Lines from the one containing "the child standing" through the end of the entries below: set them down exactly, both ends included, with nothing added.
(Beginning of GIVEN DATA)
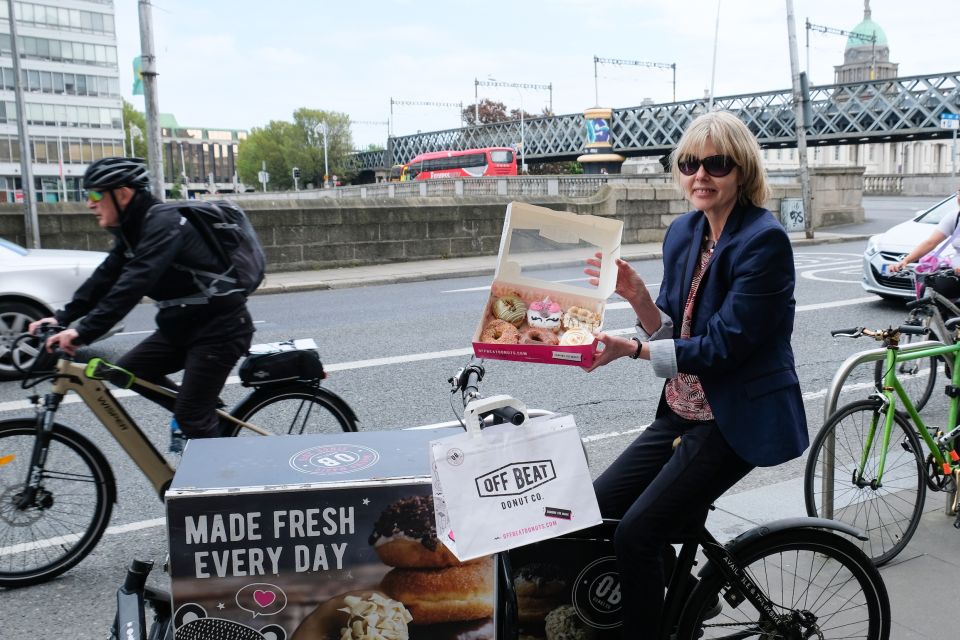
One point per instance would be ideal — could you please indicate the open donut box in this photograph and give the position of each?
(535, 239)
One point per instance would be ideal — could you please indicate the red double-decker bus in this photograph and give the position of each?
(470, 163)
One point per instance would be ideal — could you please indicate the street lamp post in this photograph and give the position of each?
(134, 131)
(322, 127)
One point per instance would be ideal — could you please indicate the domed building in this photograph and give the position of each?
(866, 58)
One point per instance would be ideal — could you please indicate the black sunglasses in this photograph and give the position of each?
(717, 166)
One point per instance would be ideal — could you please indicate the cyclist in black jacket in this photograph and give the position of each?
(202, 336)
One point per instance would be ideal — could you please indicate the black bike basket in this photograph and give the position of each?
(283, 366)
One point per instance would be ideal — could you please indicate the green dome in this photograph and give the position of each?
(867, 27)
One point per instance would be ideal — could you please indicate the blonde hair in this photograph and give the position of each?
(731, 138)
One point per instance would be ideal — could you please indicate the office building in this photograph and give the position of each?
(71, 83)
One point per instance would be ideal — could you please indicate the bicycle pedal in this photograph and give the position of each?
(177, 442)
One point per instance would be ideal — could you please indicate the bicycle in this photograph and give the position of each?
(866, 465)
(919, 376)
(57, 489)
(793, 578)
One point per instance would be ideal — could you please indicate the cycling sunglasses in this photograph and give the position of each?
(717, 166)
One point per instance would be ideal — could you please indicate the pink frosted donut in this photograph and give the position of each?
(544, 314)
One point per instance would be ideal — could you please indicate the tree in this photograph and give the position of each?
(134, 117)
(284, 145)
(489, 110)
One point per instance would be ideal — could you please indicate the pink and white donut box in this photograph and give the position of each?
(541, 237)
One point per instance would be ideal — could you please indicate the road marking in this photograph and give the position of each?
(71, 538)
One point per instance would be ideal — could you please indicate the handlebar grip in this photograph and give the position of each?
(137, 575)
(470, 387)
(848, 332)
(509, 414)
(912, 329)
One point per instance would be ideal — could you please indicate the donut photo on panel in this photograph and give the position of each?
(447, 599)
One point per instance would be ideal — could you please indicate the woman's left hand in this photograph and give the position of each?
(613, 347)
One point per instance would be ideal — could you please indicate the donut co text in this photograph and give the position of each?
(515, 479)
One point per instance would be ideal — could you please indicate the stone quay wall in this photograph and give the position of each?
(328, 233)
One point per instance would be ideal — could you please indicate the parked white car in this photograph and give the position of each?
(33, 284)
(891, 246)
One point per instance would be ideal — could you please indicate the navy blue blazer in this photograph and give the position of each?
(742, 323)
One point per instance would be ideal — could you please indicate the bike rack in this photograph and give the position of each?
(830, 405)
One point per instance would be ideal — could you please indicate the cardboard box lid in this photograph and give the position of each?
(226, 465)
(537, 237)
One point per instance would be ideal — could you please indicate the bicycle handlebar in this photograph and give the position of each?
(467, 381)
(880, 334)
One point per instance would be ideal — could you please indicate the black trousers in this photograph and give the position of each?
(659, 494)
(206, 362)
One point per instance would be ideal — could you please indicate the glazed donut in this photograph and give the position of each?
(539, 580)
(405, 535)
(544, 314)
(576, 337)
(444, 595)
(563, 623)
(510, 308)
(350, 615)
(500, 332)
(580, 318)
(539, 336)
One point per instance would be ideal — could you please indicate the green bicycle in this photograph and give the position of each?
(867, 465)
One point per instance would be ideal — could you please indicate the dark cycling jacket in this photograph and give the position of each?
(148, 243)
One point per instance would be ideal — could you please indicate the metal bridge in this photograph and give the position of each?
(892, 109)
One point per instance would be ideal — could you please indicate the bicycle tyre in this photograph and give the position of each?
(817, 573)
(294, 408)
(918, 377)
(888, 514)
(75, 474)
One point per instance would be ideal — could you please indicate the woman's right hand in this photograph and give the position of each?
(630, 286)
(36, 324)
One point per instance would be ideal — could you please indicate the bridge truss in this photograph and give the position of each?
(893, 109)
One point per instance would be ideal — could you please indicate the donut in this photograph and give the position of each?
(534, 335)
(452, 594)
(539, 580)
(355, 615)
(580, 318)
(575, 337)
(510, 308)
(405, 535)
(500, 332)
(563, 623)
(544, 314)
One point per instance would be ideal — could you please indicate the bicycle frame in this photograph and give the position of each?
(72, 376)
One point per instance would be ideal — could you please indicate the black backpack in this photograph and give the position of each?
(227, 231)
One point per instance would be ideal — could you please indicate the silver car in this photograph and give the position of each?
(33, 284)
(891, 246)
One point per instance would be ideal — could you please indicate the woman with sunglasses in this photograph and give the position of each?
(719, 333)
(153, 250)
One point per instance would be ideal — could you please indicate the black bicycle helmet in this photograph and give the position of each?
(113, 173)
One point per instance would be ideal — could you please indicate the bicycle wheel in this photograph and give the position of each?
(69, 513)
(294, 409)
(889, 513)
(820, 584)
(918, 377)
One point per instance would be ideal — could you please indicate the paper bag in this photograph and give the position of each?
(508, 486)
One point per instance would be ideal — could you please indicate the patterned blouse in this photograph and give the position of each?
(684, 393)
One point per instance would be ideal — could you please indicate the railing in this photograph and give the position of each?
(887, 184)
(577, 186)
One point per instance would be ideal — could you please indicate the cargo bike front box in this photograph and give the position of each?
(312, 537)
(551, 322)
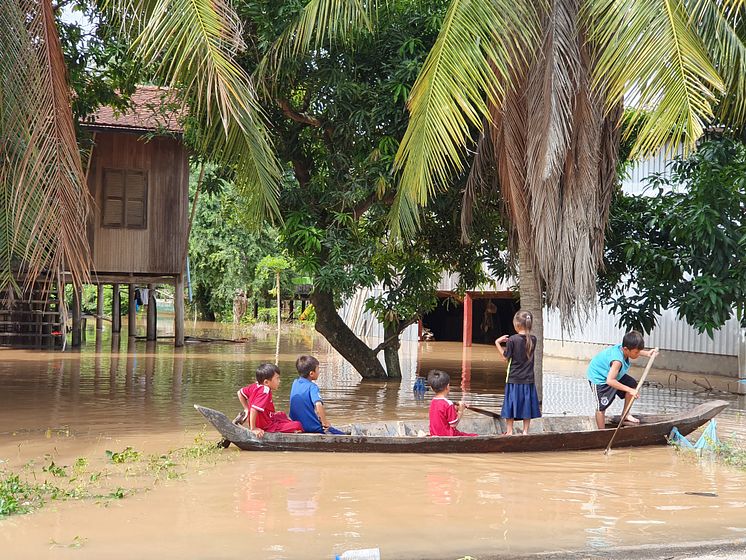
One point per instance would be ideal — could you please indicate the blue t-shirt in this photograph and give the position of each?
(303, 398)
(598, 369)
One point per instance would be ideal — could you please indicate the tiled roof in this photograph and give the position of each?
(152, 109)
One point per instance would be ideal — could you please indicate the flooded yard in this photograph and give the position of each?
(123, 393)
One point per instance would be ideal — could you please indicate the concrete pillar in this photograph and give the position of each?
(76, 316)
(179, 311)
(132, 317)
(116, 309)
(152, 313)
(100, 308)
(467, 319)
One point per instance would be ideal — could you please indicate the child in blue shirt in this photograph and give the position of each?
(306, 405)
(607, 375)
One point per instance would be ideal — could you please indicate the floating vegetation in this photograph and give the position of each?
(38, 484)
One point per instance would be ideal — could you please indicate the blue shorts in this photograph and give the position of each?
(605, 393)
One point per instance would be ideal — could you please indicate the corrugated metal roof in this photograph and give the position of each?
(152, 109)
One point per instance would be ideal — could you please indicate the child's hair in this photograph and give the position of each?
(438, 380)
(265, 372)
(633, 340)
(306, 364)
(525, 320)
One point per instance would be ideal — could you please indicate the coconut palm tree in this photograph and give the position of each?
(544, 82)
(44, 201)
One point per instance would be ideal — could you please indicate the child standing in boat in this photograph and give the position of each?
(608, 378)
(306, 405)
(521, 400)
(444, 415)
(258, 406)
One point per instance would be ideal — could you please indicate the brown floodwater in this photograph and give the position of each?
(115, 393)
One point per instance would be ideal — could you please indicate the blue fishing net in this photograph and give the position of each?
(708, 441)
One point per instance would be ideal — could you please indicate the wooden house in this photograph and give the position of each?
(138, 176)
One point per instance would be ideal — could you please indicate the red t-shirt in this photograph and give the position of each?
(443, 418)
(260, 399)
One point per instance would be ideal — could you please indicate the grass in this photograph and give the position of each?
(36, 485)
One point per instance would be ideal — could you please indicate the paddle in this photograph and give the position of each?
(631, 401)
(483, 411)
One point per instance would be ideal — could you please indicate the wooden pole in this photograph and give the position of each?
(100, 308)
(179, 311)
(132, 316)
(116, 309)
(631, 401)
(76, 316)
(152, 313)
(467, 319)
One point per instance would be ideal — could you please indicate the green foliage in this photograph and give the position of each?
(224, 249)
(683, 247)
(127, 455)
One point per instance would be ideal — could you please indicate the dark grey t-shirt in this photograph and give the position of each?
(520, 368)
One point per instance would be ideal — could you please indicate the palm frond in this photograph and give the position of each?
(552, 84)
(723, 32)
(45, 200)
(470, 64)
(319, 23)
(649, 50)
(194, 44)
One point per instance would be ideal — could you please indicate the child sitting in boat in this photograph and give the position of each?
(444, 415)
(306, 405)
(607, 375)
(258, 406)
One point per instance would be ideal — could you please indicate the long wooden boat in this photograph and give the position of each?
(End of GIVEN DATA)
__OUTPUT OF THE TASK__.
One point per instance would be ideal — could you please indicate the child standing in boat in this photograph and give the position of each?
(608, 378)
(306, 405)
(521, 400)
(444, 415)
(258, 406)
One point per instance would be ideal — could you please indicate the brown floodwater in this photograph and give the position of each?
(115, 393)
One point per instance would be ideal — could you please indicate the blue fishing net in this photograph and give the position of each?
(708, 441)
One point per instance would be ideal — could you please indicate the wooden house in this photograph and give the position of each?
(138, 176)
One point per instance would be ideal — could you please indicate the red t-shirt in this photograph and give the position of each?
(443, 418)
(260, 399)
One point per instance would be ideal — could you please indicate the grass in this photograph and give the position of each?
(36, 485)
One point per instance would be ideal — could you please indicate the paddle in this photograph and give the position of each?
(631, 401)
(483, 411)
One point per instance would be ideal — could you please indicate the wooden pole in this photograph and give the position of each?
(100, 308)
(179, 311)
(132, 316)
(116, 309)
(631, 401)
(76, 316)
(152, 313)
(467, 319)
One point per instance would be ideal — could you please indicate the green foliage in this photograph and give the position of each?
(224, 249)
(683, 247)
(127, 455)
One point per instance would be ideal — could you please indicate the dark grey t-shirt in this photograph and give the position of each?
(520, 368)
One point per instance would be ideal — could you please indicate the palm frond in this photograph and give the position of each?
(552, 84)
(723, 32)
(45, 200)
(470, 64)
(319, 23)
(649, 50)
(194, 44)
One point per instance would be ideal — could you please indicate the child sitting in boat in this photograph and give the position of each?
(444, 415)
(306, 405)
(607, 375)
(258, 406)
One point per instance would be ideal — could you please indicate the long wooden boat in this photograph and give the position of each?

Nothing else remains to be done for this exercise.